**Texte fourni**.
□ □ □ □
Message par allen john »

THE GREATEST QUESTION (1919)

Avant de partir pour la floride tourner deux "drames le cinéaste tentera d’opérer une synthèse de ses films avec The greatest question. Ce titre est éclairé par l’introduction verbeuse dans laquelle Griffith pose le problème de la vie éternelle, présentée comme la principale question de l’humanité. Cette thématique prétentieuse parcourt le film par le biais d’un personnage, celui d’une mère visitée par son fils décédé. Dernier des films de Griffith produits et sortis en 1919, The greatest question appartient pourtant sans aucune ambiguité au canon mélodramatique, mais louche aussi du coté des chroniques campagnardes du metteur en scène; du reste, Lillian Gish et Bobby Harron en sont une fois de plus les protagonistes, après A romance of happy valley et le splendide True heart Susie. Comme dans ces deux films l'enjeu est pour Lillian Gish et Bobby Harron de sortir de l'enfance en préservant au maximum leur cocon, mais en cette fin 1919, le spectre de la guerre d'une part, les réminiscences de Broken blossoms et de sa brutale noirceur font que la sauce est relevée d'une pointe de sadisme, et comme dans les meilleurs Griffith, Lillian Gish est, une fois de plus, menacée d'un traitement "pire que la mort"... La noirceur du film provient de l'une des scènes d'exposition, lorsque la petite Nellie assiste à un meurtre crapuleux... la campagne Américaine chère à Griffith ne sera plus la même...
□ □ □ □
[Entrées de pointage]
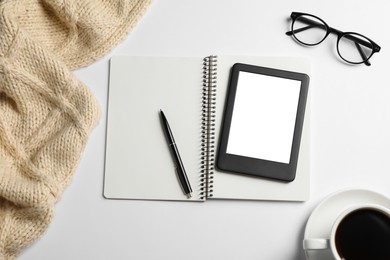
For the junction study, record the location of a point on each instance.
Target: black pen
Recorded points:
(175, 152)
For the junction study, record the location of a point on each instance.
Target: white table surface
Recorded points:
(350, 137)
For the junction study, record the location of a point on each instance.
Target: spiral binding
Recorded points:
(208, 125)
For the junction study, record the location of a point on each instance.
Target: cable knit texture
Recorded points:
(46, 114)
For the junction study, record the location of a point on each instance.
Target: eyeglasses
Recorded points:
(352, 47)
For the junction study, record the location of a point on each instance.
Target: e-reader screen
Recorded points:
(263, 122)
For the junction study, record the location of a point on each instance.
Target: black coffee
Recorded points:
(364, 235)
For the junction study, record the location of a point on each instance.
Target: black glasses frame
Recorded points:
(349, 35)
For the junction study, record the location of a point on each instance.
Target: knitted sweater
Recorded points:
(46, 114)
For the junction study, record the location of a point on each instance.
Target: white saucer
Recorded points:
(321, 220)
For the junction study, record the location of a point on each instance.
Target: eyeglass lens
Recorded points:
(351, 47)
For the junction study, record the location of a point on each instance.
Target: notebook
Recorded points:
(190, 90)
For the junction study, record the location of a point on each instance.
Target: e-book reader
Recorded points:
(263, 120)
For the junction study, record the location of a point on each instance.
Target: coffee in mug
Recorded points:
(359, 233)
(364, 234)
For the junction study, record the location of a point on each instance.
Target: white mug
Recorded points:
(323, 243)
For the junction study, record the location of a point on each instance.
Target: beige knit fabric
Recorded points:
(46, 114)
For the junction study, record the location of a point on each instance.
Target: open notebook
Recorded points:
(138, 162)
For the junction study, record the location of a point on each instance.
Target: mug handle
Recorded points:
(316, 243)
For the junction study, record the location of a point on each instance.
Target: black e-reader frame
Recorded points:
(287, 92)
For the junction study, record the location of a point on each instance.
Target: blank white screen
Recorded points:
(264, 115)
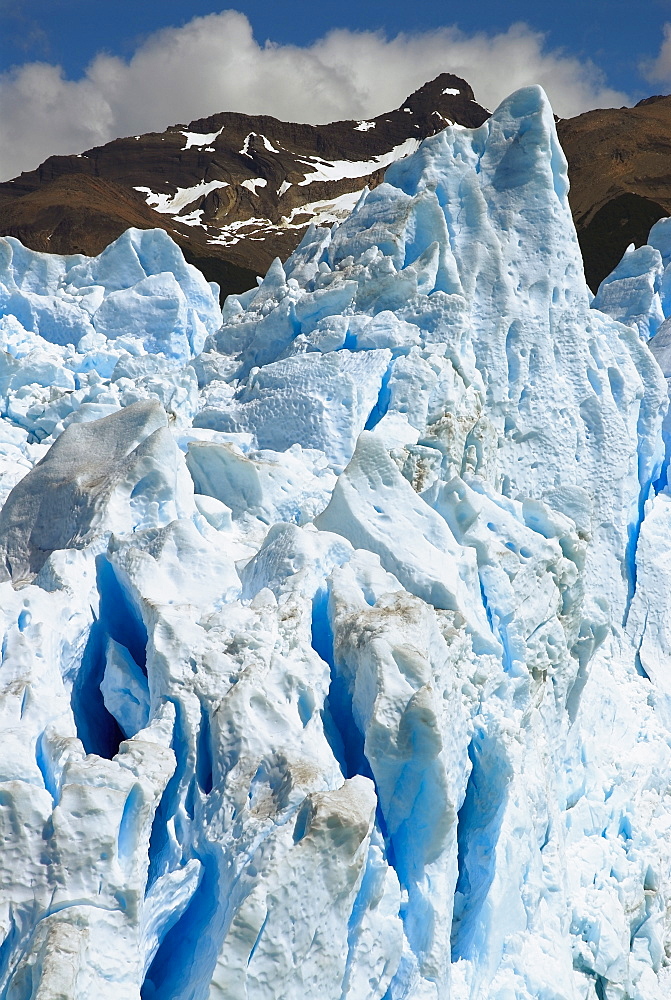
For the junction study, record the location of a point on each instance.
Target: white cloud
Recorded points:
(214, 64)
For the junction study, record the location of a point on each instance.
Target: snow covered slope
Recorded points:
(334, 635)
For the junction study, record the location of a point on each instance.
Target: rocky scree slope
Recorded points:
(233, 190)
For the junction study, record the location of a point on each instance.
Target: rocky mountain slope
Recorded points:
(234, 191)
(620, 171)
(335, 624)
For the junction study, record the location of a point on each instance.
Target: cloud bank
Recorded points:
(214, 64)
(658, 70)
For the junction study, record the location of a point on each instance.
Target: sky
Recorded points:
(77, 73)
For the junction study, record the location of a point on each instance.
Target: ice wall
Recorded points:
(331, 632)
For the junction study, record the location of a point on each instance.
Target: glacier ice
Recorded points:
(335, 652)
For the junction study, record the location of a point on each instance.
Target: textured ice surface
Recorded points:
(335, 642)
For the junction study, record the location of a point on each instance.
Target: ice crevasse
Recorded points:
(335, 648)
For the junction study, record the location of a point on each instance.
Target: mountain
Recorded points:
(620, 178)
(234, 191)
(335, 624)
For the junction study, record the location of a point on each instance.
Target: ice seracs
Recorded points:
(333, 627)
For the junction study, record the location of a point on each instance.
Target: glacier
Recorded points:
(335, 644)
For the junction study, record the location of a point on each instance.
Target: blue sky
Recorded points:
(77, 73)
(616, 34)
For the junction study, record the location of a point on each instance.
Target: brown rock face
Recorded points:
(234, 191)
(620, 173)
□ □ □ □
**Consigne**.
Résumez en deux phrases, s'il vous plaît, le texte sur The Greatest Question.

**Corrigé**.
Dernier film de Griffith produit et sorti en 1919, The greatest question pose dès son introduction le problème de la vie éternelle, thème porté par une mère que visite son fils décédé, et relève du mélodrame tout en rappelant les chroniques campagnardes du cinéaste, avec de nouveau Lillian Gish et Bobby Harron. Comme dans A romance of happy valley et True heart Susie, l'enjeu pour eux est de sortir de l'enfance en préservant leur cocon, mais le spectre de la guerre et les réminiscences de Broken blossoms ajoutent une pointe de sadisme, et la noirceur du film naît d'une scène où la petite Nellie assiste à un meurtre crapuleux.